## Begin

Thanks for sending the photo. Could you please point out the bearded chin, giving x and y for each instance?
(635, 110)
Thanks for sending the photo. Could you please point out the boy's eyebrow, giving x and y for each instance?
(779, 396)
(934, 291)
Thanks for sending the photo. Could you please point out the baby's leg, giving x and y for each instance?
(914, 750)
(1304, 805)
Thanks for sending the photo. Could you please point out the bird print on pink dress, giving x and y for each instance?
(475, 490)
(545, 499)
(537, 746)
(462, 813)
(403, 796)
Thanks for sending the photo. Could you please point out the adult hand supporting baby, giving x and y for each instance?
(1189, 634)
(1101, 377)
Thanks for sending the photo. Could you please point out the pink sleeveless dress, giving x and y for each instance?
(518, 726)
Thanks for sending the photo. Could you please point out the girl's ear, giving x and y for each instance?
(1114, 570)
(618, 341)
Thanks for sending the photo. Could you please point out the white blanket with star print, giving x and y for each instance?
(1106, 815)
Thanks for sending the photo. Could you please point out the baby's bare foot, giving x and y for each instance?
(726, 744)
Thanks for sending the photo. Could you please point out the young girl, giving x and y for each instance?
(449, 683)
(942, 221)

## End
## Begin

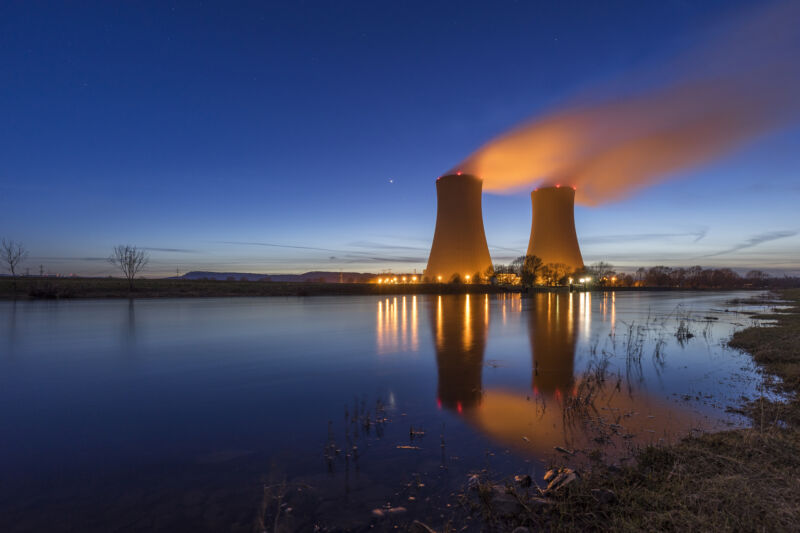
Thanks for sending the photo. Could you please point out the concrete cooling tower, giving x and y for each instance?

## End

■ **Stated problem**:
Reproduce the stretch of the records from the line containing "chin, giving x and y for each instance?" through the line containing "(1106, 815)", swapping "pink" for "red" and leaving everything else unchanged.

■ **Output of the task**:
Thanks for sending the photo. Could you please point out the bearded chin, giving x and y for each instance?
(635, 110)
Thanks for sending the photo. Could you please point out the boy's eyebrow, giving x and y for each instance?
(779, 396)
(934, 291)
Thanks for sending the photo. Could you please point out the baby's leg, giving x and y for each instance?
(914, 750)
(1304, 805)
Thanks for sending the photo. Could you please point out the bird print on red dress, giving x and y for each instance?
(475, 490)
(545, 499)
(537, 746)
(462, 813)
(403, 796)
Thanks for sending the photo. Could you please point out the adult hand supporting baby, giving x and y for each instance?
(1189, 634)
(1101, 377)
Thanks for sending the photo. Could you please point out the red sleeveless dress, giving x and y for each instance?
(518, 726)
Thanks for sending the photo. Could you please point out the girl's ear, giving x and y for each instance?
(1114, 570)
(618, 341)
Thanks for sending the photo. Could you please point out the white blanket with star print, giving x and y for each instance?
(1106, 815)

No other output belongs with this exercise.